begin

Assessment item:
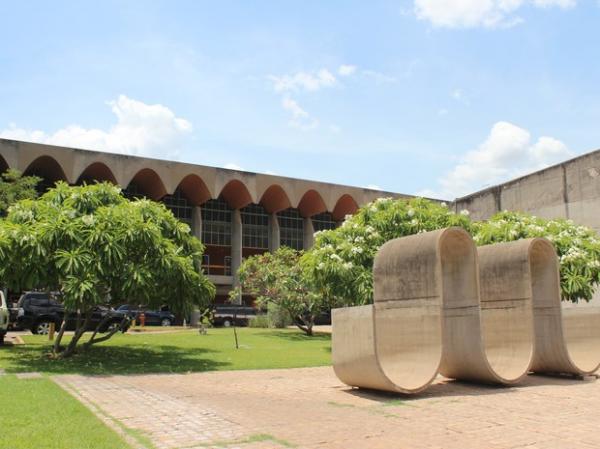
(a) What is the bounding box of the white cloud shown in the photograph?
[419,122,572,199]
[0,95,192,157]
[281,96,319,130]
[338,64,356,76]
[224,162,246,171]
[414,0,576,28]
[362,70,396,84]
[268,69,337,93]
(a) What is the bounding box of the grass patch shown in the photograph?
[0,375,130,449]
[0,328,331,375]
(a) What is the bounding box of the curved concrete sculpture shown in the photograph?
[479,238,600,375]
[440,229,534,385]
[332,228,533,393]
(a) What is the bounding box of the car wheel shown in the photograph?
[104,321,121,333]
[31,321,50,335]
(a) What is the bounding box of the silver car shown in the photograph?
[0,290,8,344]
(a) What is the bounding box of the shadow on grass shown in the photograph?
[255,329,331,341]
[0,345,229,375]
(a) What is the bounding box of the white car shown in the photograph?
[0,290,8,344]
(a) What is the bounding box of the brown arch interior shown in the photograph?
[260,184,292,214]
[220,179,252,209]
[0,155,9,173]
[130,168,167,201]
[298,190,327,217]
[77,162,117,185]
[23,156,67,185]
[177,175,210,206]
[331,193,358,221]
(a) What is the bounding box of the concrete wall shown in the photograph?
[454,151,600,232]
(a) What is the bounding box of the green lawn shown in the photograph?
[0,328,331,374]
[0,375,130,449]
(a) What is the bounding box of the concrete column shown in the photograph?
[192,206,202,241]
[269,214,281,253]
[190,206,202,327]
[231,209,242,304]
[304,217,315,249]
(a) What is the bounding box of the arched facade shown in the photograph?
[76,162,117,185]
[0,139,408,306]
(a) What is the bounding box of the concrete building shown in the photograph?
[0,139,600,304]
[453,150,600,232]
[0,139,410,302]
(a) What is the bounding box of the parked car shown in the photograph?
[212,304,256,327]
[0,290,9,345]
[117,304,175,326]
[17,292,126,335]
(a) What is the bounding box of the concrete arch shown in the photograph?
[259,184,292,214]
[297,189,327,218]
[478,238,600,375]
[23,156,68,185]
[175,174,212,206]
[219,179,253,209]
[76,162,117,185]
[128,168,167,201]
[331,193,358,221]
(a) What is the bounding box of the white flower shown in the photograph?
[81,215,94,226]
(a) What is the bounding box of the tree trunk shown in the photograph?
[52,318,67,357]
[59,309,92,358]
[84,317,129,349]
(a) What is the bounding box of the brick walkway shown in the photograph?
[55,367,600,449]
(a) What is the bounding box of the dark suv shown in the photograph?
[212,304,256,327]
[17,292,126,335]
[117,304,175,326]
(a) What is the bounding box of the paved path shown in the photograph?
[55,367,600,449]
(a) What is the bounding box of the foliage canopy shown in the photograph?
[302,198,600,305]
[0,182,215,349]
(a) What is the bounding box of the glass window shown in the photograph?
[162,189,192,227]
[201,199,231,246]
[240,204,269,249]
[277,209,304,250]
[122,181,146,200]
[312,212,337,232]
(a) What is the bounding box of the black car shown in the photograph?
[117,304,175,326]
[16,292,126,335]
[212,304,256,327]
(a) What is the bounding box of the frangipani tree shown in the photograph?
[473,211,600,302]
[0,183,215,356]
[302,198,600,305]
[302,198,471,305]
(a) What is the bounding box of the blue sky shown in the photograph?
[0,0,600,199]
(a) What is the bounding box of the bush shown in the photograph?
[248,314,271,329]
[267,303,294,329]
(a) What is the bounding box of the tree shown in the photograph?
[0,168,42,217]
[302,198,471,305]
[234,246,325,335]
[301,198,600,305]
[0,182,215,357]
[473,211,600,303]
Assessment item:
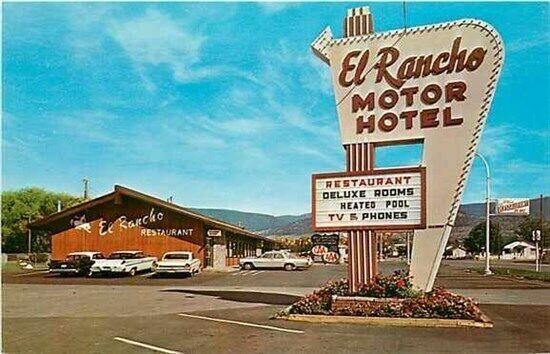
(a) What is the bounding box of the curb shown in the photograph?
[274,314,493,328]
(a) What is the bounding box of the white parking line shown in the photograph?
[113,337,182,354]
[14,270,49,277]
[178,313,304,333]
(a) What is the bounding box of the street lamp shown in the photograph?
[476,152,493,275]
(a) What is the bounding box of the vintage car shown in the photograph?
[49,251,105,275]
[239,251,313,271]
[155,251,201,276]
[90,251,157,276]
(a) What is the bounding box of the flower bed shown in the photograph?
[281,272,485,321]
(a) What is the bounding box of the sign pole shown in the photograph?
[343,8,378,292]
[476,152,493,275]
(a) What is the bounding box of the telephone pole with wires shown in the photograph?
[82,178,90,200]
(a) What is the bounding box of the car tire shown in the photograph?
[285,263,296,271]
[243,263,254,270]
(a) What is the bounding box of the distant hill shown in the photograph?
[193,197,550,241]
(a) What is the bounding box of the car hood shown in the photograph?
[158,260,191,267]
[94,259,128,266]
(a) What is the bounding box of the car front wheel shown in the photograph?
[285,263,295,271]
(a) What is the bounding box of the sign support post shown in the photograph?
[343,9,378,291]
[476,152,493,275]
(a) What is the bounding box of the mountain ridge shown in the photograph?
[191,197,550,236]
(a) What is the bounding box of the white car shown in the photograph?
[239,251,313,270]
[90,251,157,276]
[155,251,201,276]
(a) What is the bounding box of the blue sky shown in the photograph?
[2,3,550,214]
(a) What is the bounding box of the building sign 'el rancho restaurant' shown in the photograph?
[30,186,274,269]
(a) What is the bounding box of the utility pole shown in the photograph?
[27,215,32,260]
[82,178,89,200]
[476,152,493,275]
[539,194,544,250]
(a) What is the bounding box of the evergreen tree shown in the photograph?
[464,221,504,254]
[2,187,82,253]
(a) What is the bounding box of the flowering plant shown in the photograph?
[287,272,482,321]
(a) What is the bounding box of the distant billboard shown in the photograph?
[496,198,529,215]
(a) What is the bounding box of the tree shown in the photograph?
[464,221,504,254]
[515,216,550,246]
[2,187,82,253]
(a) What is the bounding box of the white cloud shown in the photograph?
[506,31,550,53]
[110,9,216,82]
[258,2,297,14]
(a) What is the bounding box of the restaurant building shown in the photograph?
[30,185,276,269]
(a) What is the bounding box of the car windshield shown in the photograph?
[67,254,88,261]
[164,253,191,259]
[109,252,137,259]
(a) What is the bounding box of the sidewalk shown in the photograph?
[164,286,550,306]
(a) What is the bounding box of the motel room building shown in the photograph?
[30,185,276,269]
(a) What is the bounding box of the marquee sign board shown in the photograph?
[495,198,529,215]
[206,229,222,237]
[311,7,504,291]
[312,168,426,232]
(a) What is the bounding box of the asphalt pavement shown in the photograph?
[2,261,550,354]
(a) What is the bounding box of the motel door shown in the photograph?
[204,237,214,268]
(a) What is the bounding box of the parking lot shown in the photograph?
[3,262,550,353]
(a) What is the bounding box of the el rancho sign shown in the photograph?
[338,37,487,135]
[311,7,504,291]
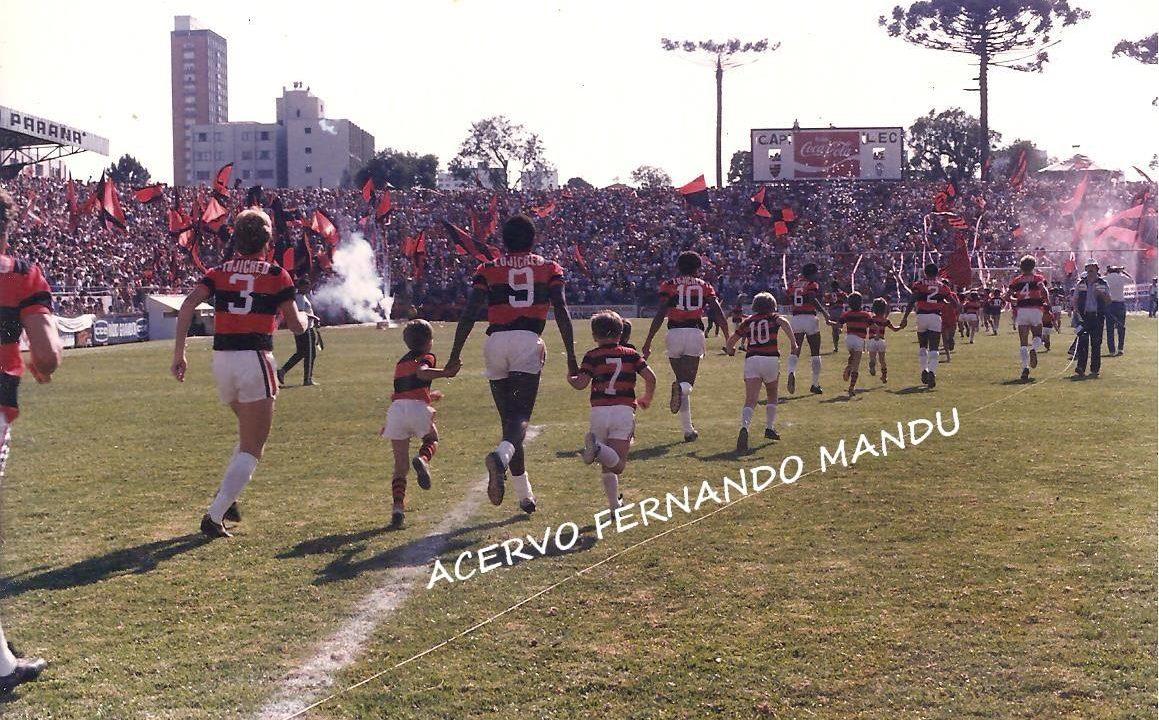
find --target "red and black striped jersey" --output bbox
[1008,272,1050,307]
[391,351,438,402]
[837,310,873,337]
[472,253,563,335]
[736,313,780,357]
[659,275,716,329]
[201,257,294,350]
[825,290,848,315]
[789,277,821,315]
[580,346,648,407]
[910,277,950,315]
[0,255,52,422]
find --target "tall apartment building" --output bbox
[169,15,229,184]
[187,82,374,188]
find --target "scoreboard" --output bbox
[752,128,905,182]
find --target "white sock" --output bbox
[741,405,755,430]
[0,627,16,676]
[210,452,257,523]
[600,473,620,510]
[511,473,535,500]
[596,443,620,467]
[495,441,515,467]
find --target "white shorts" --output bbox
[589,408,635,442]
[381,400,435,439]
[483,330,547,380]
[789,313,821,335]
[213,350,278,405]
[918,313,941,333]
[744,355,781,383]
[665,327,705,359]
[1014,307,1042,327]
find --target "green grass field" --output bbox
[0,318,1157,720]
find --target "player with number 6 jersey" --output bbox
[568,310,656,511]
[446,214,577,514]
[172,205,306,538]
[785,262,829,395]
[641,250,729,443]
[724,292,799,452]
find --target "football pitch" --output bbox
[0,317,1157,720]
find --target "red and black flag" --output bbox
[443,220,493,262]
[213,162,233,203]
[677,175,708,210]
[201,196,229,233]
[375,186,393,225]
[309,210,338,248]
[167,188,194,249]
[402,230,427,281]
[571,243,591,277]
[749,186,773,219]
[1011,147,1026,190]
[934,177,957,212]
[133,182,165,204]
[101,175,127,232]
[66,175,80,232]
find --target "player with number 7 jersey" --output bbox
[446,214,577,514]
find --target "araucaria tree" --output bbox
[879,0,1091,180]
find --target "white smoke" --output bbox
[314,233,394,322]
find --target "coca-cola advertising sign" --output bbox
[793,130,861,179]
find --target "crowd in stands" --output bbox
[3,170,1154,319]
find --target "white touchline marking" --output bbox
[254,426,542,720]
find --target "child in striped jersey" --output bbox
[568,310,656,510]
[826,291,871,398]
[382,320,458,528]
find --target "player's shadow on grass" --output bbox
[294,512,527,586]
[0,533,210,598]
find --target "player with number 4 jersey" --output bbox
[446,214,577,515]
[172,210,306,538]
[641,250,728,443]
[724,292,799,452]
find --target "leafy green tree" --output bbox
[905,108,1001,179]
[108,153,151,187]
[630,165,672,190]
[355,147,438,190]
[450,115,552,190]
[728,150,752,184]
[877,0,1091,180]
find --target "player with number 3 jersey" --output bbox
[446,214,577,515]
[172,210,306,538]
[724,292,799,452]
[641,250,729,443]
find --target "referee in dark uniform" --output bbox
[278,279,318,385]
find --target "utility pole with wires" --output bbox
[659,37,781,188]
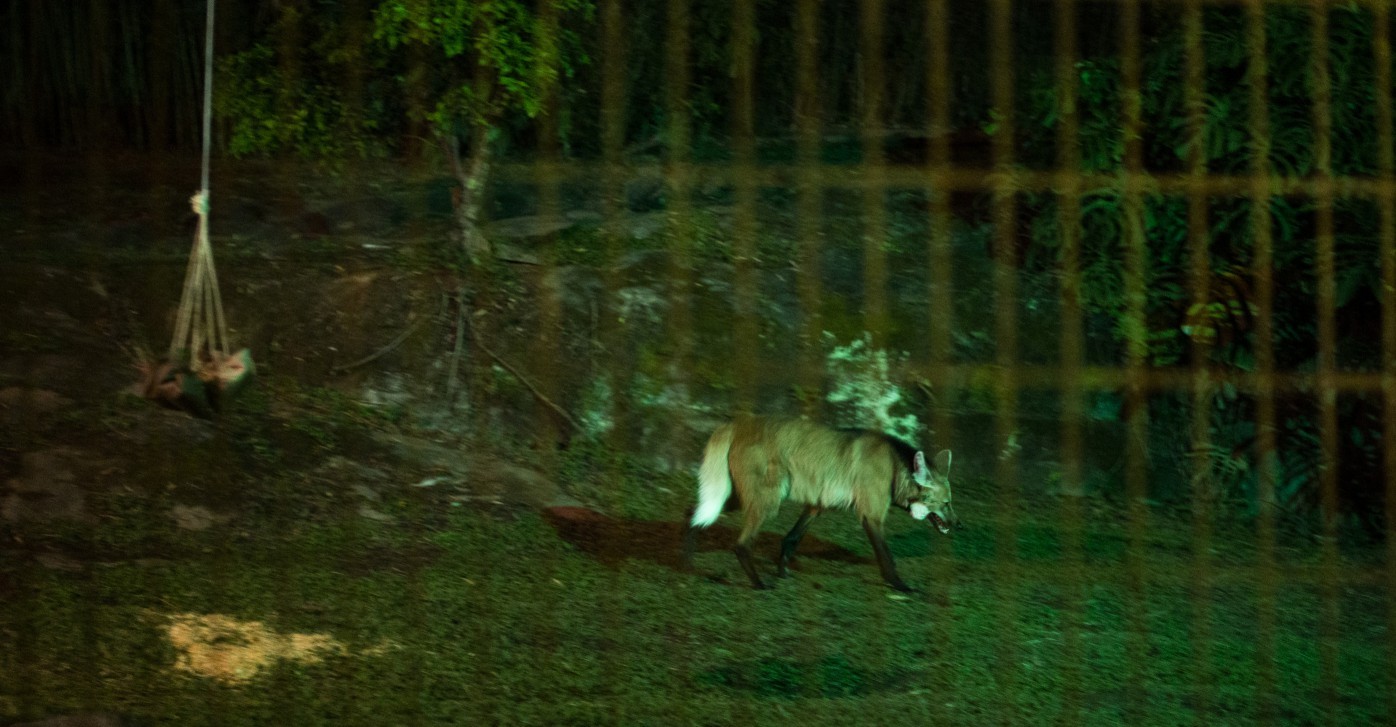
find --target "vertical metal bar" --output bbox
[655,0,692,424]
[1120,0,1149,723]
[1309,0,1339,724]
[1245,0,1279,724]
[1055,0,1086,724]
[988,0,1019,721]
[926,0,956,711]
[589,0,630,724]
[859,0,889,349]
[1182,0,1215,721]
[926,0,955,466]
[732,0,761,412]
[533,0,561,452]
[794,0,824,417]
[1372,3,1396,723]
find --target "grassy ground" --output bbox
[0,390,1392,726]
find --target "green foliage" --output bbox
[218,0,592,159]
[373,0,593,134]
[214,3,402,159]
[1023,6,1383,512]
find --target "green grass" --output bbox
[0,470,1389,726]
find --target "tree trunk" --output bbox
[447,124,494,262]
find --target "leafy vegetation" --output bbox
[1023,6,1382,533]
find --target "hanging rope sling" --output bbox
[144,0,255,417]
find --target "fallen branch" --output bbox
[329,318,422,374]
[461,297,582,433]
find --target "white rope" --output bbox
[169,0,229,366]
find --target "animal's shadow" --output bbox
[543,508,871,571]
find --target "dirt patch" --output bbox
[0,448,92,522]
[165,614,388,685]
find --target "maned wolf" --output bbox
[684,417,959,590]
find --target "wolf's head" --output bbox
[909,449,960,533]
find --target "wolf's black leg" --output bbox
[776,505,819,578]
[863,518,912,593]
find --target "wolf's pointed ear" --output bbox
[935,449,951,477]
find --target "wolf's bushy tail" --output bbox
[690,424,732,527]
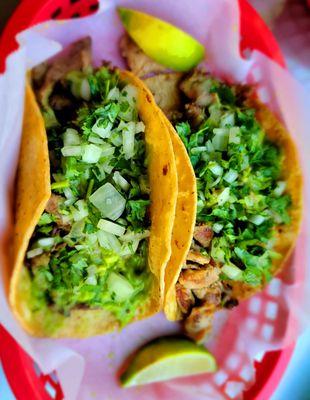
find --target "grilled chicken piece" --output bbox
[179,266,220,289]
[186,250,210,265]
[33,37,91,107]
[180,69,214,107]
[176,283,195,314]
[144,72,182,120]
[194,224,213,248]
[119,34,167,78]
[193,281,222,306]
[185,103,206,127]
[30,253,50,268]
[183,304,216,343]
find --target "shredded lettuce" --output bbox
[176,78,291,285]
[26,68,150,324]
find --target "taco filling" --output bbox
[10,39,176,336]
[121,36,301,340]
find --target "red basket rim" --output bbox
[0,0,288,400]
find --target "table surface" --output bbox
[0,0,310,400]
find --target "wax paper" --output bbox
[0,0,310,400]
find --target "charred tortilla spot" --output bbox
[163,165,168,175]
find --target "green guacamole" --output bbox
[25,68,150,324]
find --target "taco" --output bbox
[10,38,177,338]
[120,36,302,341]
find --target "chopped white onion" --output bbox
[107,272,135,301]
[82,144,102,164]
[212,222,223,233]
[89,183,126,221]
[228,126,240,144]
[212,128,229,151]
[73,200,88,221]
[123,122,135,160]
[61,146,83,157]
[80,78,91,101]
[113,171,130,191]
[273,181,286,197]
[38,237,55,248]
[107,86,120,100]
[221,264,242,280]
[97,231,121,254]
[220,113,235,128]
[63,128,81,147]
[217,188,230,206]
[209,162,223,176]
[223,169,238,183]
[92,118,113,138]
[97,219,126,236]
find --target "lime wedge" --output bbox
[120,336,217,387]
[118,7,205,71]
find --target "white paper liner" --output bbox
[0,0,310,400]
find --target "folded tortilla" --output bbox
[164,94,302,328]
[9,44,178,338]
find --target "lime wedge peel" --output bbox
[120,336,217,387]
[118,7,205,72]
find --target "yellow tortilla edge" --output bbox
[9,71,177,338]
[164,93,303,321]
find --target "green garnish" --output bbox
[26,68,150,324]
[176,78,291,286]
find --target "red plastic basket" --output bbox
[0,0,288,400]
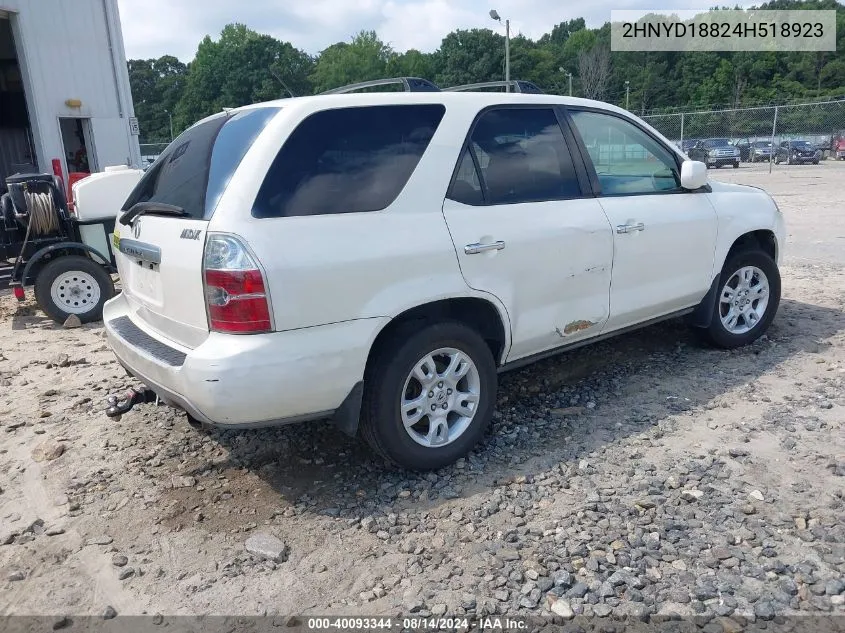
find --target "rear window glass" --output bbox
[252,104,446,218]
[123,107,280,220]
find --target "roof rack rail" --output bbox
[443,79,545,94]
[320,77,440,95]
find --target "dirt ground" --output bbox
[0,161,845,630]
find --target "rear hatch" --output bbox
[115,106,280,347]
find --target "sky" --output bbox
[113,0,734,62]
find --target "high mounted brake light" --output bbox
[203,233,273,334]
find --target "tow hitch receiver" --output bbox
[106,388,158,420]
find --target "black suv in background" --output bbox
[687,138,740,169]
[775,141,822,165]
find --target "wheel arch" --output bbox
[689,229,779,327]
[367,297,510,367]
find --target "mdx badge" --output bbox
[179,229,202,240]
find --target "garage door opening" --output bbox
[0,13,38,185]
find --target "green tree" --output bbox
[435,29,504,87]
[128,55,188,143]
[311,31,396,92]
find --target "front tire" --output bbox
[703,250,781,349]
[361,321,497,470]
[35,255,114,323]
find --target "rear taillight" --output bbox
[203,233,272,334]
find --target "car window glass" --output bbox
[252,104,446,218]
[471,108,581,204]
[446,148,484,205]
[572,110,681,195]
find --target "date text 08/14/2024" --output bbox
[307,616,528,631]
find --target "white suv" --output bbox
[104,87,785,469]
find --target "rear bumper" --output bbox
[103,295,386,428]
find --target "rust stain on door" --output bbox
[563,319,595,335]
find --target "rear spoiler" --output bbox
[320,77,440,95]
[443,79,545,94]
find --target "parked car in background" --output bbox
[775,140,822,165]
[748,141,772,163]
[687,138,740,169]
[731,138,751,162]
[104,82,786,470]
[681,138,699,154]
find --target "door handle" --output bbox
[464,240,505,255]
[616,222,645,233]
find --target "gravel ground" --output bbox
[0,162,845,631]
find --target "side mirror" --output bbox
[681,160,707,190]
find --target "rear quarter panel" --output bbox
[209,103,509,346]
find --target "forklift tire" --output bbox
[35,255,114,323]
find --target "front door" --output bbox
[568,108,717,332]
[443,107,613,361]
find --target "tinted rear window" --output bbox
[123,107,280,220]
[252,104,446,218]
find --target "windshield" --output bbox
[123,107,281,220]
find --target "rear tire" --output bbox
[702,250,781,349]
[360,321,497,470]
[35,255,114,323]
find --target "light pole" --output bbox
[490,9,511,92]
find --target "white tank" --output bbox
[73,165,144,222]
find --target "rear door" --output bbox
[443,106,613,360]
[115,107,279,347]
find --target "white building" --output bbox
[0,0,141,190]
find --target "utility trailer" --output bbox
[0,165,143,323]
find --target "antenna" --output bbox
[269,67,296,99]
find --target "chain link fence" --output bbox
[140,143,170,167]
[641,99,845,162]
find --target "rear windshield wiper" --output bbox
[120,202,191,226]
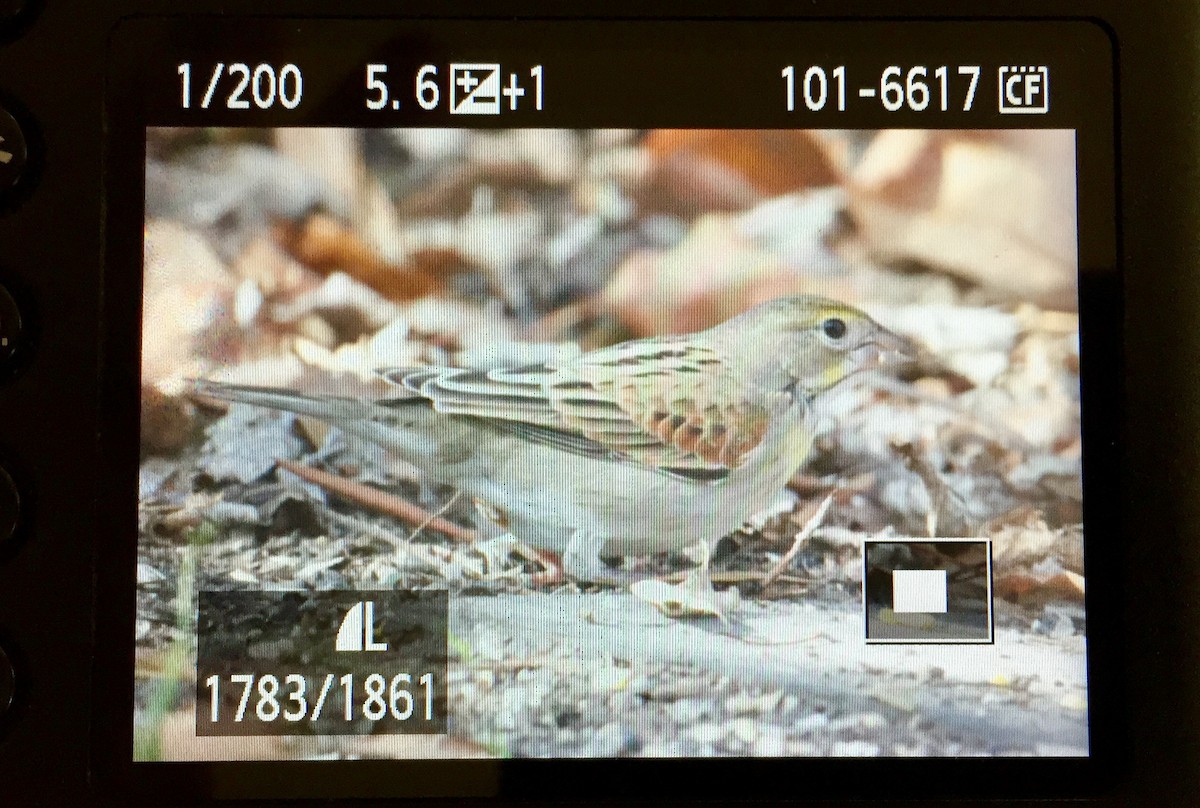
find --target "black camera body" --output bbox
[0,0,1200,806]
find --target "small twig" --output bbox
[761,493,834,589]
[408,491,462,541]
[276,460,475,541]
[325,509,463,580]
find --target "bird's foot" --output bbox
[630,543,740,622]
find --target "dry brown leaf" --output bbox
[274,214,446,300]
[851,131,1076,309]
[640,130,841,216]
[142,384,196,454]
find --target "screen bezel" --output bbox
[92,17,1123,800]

end

* _Set exercise_
Rewrite the lines from the one containing "(a) What is the bounding box of the green" through the one containing "[0,139,408,306]", both included, replacing "concrete column" with "concrete pillar" and leaving everything else unchanged. Give only those lines.

* _The answer_
(a) What is the bounding box of the green lawn shown in the photograph?
[0,328,331,374]
[0,375,130,449]
(a) What is the bounding box of the concrete pillar shown in the photograph?
[192,206,202,241]
[269,214,281,253]
[190,206,202,327]
[231,209,242,304]
[304,217,315,249]
(a) What is the bounding box of the arched facade shown in the photograph?
[76,162,117,185]
[0,139,408,306]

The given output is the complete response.